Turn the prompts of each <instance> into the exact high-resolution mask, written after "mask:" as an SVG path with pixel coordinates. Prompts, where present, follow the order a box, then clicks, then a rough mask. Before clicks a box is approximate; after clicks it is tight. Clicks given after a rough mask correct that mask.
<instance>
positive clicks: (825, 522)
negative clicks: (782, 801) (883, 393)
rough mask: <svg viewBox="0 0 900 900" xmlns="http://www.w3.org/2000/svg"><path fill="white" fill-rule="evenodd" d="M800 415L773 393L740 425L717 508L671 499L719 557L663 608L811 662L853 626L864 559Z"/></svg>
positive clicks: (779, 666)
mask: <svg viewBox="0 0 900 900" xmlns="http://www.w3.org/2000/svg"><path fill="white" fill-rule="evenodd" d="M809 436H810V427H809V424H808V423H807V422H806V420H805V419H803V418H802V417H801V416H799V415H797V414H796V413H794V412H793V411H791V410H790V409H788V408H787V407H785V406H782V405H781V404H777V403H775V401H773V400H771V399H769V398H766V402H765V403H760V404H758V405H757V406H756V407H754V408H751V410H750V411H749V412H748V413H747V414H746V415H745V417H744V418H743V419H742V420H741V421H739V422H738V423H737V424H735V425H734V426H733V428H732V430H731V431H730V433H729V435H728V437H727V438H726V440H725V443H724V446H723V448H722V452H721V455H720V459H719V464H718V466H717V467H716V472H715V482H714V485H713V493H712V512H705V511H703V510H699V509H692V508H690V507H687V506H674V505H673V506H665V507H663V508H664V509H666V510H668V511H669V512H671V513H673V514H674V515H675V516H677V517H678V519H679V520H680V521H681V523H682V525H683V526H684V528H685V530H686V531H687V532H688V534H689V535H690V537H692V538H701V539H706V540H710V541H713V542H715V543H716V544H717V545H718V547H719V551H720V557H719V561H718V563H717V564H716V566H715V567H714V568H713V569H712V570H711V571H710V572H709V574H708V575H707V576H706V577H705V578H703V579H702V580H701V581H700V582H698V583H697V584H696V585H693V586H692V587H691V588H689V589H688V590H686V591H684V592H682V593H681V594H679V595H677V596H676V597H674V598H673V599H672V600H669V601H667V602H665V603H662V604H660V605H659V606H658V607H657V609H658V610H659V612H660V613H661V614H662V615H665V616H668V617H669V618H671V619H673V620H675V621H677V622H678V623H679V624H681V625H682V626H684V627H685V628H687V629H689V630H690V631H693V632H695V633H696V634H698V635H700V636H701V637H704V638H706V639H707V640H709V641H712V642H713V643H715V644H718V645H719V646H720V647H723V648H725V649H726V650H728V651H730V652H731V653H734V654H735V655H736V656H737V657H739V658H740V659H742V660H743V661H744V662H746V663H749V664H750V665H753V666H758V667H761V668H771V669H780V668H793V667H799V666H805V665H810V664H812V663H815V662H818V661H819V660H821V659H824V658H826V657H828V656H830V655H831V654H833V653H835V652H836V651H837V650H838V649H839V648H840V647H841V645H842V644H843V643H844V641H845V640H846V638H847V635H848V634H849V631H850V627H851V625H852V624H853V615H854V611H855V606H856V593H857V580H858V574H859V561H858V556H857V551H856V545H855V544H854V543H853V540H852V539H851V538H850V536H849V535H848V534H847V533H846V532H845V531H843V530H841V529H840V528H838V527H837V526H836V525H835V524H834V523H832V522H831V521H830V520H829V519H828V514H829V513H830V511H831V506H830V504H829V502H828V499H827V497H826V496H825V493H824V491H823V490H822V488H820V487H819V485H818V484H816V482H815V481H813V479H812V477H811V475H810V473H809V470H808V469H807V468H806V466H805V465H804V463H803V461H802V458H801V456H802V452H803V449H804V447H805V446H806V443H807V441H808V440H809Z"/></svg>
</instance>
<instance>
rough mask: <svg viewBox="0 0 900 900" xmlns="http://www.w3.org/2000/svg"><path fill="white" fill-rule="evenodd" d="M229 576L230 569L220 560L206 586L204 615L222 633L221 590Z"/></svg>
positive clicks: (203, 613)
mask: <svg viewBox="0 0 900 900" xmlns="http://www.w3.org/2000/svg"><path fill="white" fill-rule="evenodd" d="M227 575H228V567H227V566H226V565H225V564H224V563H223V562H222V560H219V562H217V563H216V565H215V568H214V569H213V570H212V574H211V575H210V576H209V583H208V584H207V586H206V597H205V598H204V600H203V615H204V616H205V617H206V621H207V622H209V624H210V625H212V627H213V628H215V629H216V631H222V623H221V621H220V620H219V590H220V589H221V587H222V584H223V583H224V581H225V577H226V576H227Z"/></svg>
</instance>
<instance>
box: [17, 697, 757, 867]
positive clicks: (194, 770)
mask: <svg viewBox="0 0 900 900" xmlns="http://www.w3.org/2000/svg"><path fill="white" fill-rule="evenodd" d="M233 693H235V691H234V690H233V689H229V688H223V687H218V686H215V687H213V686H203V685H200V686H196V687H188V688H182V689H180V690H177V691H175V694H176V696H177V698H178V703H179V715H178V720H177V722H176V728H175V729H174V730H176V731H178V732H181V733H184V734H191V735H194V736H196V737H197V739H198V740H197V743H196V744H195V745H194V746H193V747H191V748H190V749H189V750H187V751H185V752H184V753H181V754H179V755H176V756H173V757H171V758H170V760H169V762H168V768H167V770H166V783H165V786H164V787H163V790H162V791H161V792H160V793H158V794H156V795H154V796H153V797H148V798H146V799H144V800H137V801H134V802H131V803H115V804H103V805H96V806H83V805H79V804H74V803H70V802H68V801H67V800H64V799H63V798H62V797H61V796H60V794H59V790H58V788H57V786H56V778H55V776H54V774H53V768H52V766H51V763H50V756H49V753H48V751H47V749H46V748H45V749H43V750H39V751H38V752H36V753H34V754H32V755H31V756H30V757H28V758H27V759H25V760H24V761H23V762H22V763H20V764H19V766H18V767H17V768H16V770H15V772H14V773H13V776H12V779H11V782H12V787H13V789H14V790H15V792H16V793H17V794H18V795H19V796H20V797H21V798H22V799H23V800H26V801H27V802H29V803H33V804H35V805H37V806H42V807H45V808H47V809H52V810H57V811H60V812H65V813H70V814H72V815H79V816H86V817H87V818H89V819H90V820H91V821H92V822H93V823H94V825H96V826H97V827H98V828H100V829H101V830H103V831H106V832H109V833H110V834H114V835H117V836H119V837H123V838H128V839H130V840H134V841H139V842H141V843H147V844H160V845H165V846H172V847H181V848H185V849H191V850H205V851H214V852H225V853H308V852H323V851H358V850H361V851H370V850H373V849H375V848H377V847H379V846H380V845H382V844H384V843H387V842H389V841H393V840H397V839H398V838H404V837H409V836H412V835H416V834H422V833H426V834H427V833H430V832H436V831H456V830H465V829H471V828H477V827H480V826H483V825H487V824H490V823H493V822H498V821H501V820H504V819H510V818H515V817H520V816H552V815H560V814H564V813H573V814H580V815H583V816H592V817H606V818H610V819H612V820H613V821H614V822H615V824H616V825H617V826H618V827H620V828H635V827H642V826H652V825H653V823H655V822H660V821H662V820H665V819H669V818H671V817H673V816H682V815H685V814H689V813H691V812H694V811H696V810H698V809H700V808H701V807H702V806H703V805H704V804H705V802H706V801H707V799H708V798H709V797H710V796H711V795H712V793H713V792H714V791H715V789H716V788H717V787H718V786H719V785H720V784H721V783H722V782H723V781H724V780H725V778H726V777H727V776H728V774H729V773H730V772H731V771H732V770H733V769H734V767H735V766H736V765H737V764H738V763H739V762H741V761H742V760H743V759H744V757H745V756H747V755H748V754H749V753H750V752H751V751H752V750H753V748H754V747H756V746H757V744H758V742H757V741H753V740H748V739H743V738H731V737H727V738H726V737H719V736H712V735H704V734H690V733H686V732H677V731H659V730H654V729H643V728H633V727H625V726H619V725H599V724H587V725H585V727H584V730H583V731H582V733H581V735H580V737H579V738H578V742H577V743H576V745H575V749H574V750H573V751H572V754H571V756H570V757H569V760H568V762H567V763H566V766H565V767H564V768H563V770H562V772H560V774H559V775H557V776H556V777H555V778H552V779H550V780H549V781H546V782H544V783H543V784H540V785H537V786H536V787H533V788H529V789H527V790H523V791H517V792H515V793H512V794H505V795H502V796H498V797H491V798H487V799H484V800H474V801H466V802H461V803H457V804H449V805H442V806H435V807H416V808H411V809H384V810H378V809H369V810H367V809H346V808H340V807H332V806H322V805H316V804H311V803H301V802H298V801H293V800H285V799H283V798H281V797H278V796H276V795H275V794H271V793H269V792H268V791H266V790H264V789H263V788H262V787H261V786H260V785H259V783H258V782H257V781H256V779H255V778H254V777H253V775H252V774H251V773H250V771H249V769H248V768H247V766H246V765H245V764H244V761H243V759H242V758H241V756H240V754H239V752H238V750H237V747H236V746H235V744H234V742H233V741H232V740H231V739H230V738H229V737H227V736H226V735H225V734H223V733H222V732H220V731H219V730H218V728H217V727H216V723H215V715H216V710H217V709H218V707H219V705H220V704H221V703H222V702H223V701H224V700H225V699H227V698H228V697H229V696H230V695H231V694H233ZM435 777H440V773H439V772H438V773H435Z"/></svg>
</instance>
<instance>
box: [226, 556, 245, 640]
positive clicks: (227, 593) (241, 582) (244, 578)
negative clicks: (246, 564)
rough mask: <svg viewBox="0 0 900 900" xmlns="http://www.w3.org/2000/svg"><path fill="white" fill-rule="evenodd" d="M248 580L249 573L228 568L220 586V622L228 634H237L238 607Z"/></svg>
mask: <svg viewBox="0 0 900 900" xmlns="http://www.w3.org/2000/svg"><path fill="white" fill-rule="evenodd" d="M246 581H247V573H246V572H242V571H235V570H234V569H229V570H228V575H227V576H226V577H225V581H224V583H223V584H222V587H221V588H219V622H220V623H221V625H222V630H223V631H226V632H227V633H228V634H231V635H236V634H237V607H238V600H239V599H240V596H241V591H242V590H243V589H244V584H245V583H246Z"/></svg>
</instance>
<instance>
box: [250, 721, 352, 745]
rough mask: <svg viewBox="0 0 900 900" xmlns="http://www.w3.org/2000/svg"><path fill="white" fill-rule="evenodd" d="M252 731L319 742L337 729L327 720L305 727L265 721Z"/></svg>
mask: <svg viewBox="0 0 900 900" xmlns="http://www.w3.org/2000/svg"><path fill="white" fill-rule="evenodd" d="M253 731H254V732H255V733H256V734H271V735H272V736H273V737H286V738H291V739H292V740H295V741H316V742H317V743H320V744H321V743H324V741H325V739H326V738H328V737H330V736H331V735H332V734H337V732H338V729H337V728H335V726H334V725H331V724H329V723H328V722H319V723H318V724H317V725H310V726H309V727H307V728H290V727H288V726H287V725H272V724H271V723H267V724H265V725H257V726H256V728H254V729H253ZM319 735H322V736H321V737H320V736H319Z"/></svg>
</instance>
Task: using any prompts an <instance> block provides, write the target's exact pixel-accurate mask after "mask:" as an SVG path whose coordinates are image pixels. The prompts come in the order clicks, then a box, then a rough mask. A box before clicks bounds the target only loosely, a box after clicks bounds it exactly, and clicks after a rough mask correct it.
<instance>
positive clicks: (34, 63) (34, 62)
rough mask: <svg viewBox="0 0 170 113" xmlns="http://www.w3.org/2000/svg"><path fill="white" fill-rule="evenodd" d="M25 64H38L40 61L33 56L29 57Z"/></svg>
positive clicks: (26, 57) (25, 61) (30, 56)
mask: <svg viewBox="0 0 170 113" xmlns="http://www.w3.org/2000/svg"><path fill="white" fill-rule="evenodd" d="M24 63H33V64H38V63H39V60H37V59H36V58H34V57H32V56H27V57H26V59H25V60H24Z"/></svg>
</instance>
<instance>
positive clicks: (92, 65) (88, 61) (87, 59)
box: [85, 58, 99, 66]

* **What you should do**
Include the first line of the listing, the line with "415L773 393L740 425L717", and every line between them, each repeated exactly, and output only those.

* **Exercise output**
Turn the prompts of each <instance> into the exact high-resolution mask, written after "mask:" as an SVG path with pixel coordinates. Prompts, where present, follow the order a box, then clicks, then a rough mask. Before clicks a box is approximate; after clicks it is tight. Clicks given after a rough mask correct that mask.
<instance>
positive clicks: (825, 522)
negative clicks: (782, 801) (883, 393)
rough mask: <svg viewBox="0 0 900 900" xmlns="http://www.w3.org/2000/svg"><path fill="white" fill-rule="evenodd" d="M800 415L773 393L740 425L717 508L671 499L719 557L663 608L811 662L853 626L864 559Z"/></svg>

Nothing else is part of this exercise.